What is needed
Every record that appears below should be transcribed exactly.

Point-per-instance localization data
◇ ◇ ◇

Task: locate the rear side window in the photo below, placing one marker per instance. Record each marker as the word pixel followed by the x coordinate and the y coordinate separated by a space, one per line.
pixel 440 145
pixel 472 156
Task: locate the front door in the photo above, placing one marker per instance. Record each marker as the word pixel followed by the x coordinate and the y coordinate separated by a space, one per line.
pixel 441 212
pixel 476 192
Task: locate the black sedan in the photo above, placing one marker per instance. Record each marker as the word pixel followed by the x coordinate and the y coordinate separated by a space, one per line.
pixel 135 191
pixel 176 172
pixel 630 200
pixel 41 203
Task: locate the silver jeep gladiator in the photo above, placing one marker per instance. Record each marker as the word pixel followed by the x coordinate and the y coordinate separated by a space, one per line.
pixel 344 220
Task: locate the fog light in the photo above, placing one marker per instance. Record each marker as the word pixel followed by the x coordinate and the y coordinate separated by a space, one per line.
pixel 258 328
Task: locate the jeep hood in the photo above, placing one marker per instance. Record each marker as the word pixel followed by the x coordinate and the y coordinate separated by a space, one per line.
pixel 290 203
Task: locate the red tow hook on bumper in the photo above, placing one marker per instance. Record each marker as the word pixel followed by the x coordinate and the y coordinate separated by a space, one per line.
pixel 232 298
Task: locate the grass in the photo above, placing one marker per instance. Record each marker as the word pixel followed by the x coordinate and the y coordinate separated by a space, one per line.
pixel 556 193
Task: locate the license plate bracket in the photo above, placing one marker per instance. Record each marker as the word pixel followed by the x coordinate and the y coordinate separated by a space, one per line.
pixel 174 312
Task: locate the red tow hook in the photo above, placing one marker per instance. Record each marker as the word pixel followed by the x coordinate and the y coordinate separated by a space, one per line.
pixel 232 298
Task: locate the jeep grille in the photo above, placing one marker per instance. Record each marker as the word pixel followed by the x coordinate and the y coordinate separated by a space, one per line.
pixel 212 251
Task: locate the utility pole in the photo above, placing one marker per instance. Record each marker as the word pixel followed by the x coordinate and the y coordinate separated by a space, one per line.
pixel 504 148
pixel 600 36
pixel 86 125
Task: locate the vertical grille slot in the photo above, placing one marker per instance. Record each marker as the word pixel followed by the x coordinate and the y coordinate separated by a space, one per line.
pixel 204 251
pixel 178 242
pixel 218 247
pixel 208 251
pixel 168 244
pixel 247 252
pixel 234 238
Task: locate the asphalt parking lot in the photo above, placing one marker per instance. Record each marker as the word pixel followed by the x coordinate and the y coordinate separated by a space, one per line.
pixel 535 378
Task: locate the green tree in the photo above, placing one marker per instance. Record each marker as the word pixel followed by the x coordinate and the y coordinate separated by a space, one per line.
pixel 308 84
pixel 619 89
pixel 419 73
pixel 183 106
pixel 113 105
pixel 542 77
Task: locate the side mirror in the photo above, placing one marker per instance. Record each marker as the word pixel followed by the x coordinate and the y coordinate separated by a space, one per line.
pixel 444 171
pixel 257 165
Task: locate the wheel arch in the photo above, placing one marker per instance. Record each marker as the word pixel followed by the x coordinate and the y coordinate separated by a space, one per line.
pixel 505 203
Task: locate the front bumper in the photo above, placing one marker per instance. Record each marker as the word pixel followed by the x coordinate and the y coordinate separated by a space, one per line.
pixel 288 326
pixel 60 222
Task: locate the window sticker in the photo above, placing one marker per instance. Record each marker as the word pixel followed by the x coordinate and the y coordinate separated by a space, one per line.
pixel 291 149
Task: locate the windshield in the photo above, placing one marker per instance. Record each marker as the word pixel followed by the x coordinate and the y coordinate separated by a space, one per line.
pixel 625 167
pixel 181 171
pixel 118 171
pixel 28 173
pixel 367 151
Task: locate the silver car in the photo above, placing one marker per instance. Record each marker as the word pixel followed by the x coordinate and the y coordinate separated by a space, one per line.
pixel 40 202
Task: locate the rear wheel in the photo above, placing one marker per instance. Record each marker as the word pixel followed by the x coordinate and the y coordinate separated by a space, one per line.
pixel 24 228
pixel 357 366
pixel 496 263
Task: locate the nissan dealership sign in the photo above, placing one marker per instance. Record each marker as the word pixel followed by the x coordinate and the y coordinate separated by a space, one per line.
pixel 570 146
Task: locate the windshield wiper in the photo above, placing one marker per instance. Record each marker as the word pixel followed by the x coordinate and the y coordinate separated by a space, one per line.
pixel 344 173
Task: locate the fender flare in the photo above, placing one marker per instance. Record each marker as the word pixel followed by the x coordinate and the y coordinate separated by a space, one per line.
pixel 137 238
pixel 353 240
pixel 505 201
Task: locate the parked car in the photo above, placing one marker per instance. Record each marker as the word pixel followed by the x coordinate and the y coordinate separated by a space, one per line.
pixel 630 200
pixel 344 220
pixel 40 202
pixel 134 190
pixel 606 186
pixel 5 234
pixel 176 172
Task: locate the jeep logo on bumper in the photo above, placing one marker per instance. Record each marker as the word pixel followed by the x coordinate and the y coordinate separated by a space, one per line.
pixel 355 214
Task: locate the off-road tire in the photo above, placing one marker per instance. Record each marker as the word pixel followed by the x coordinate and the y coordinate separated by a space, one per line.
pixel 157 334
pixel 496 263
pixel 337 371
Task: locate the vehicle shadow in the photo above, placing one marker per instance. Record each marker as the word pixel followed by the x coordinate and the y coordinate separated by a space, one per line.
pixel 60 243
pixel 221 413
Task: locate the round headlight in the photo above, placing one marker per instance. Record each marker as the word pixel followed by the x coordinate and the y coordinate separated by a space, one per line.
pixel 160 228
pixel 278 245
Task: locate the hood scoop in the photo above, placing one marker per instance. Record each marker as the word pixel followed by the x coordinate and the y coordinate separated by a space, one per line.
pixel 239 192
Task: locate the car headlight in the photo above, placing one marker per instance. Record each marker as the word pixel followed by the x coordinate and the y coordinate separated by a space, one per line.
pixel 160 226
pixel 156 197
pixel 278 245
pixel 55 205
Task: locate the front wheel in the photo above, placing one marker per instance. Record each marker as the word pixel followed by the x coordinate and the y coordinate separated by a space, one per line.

◇ ◇ ◇

Written answer
Task: locate the rear side window in the photo below, placing one marker per instance. Record each marker as the word pixel followed by the x coordinate and the y coordinate separated by a space, one per line.
pixel 440 145
pixel 472 156
Task: locate the front door in the photo above, placing one marker per instance. Record each marker as the word pixel followed by the x coordinate and the y coordinate separated by a space, one per line.
pixel 441 212
pixel 476 192
Task: locate the black sedan in the photo above, placing one marker per instance. Record each marker as the word pixel followed by the x coordinate and the y coordinate separated by a space, one per line.
pixel 135 191
pixel 176 172
pixel 630 200
pixel 41 203
Task: locate the silver jeep gladiator in the photo above, placing one marker per instance. Record each marker as the word pixel followed by the x coordinate and the y coordinate separated by a space, one per line.
pixel 344 220
Task: locate the fog light in the photo above, placing one marker per instance. Record each marker as the word pixel followed by the x coordinate and the y coordinate separated by a space, one per line.
pixel 258 328
Task: locate the jeep hood in the photo above, placing one marker per instance. Record each marker as the word pixel followed by the x coordinate and the y coordinate separated by a space, one per line.
pixel 290 203
Task: locate the red tow hook on bumper in the photo above, placing one marker per instance. Record each marker as the word pixel followed by the x coordinate and the y coordinate separated by a space, one per line.
pixel 232 298
Task: locate the grass in the photo above, placing one marker per instance. Record each marker as the word pixel followed by the x coordinate and the y coordinate separated by a space, one per line.
pixel 556 193
Task: locate the license plate bracket in the photo above, placing one marker per instance. Record each marker as the word pixel followed by the x coordinate and the y coordinate separated by a space, one per line.
pixel 174 312
Task: locate the red tow hook in the photo above, placing one marker per instance. Record each marker as the word pixel followed by the x coordinate and the y coordinate separated by a space, one per line.
pixel 232 298
Task: locate the jeep grille in the photo above, placing one marker per instance. Record each marker as the word pixel followed by the x coordinate and the y coordinate separated by a space, one per line.
pixel 212 251
Task: locate the utility pole in the photo above, placing one marker per instance. Record each marker as the word pixel followed by the x coordinate and the y coordinate separated by a space, one per line.
pixel 504 148
pixel 600 36
pixel 86 125
Task: locate the vertical grille slot in the photo above, placing one marker per instance. Record each marker as the word pixel followed by the x coordinate and the y coordinate separated by a space, one per line.
pixel 204 251
pixel 178 242
pixel 218 247
pixel 208 251
pixel 168 244
pixel 247 252
pixel 234 238
Task: locate the asphalt parking lot in the photo above, placing one marker per instance. Record each marker as the word pixel followed by the x coordinate and the y coordinate separated by a space, one per line.
pixel 535 378
Task: locate the green tree in the photo above, placing one marker per instance. Record each marker as the word pixel followed by the x coordinate and the y coordinate separated by a space, one per line.
pixel 308 84
pixel 619 89
pixel 419 73
pixel 183 106
pixel 113 105
pixel 542 77
Task: locate the side mirror in the photo above, placing one marker per instance. Record each marker as the word pixel followed by the x coordinate and the y coordinate separated by a space, one per line.
pixel 444 171
pixel 257 165
Task: locate the wheel arch in the photo above, placing one marker per instance. Record each marker as the word pixel followed by the x coordinate and the y coordinate separated by a space, one per line.
pixel 505 203
Task: locate the front bumper in the photo above, placing one marker per instance. Record each marker as the word pixel followed by the x coordinate and the y coordinate separated by a space, one per line.
pixel 288 326
pixel 60 222
Task: locate the window sticker in the photo above, placing one marker per instance. Record each marker as the word pixel followed by the x coordinate and the y coordinate separated by a space, one per line.
pixel 291 149
Task: locate the windshield in the photo above, placing one marker per instance. Record each marker as the word pixel followed by the x coordinate and the y coordinate separated by a space, one per line.
pixel 625 167
pixel 181 171
pixel 118 171
pixel 28 173
pixel 367 151
Task: locate the silver car in the photo above, placing one marker per instance. Record each marker as the word pixel followed by the x coordinate and the y coordinate separated by a space, one per line.
pixel 40 202
Task: locate the rear wheel in the photo above, placing one marker per instance. Record each marker as the word pixel followed by the x coordinate and the y coordinate separated by a space, one per line.
pixel 24 228
pixel 357 366
pixel 496 263
Task: locate the nissan dealership sign in the photo above, placing one marker per instance. Record each marker as the word pixel followed by the x coordinate and the y coordinate separated by a space, one per line.
pixel 570 146
Task: locate the windshield wiper in the photo above, placing one marker per instance. Record each marker as the word pixel followed by the x coordinate and the y coordinate separated by a space, one per line.
pixel 344 173
Task: locate the fender flare in the photo above, placing one marker per instance. Record each marker as the word pixel followed by the x coordinate and the y coordinate separated by a space, one per line.
pixel 137 238
pixel 353 240
pixel 505 201
Task: locate the parked car in the photo above, placing one marker per instance. Record each marker as the word pixel followed by the x coordinate and the y coordinate separated by a space, one per line.
pixel 630 200
pixel 344 220
pixel 40 202
pixel 134 190
pixel 606 186
pixel 5 234
pixel 176 172
Task: locate the jeep logo on bumper in the photo above, placing one marker per instance. Record each marker as the word pixel followed by the x coordinate and the y coordinate separated by a space, one per line.
pixel 355 214
Task: locate the off-road tire in the photo above, placing one marker per instance. Record each marker as the word pixel followed by the x coordinate and the y coordinate separated by a space, one per line.
pixel 157 334
pixel 496 263
pixel 337 371
Task: locate the vehicle shadow in the photo above, placing one marker per instance. Record each marker as the word pixel followed by the x coordinate and the y coordinate separated by a space, one per line.
pixel 60 243
pixel 221 413
Task: locate the round headlight in the photo above, placing one marker per instance. Record each marker as the word pixel followed by the x coordinate and the y coordinate separated by a space, one per line.
pixel 160 228
pixel 278 245
Task: locate the hood scoop in the photo above, placing one marker per instance. Record each marker as the word pixel followed by the x coordinate and the y coordinate separated by a space, one per line.
pixel 239 192
Task: locate the car headlight in the photo above, placing one marker per instance. Record each marker as the word pixel followed by the x coordinate and the y coordinate separated by a space, one per line.
pixel 160 226
pixel 156 197
pixel 278 245
pixel 55 205
Task: locate the front wheel in the photo above, placing one marker per instance. Record each marker as the word pixel followed by the x coordinate and the y coordinate separated by a space, one per line.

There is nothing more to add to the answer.